== DESCRIPTION OF THE TASK ==
Rewrite the material below, substituting "televised game" for "live match" wherever it occurs and leaving every other word as it stands.

═════ DATA SHOWN ═════

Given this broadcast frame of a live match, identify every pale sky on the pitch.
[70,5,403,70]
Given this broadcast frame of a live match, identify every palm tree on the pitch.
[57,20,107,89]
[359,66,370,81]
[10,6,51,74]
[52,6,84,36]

═════

== RESPONSE BELOW ==
Given this broadcast frame of a televised game, identify every pale sky on the pitch.
[70,5,403,70]
Given this broadcast frame of a televised game, identify every palm tree on the pitch.
[57,20,107,89]
[359,66,370,81]
[10,6,51,74]
[52,6,84,36]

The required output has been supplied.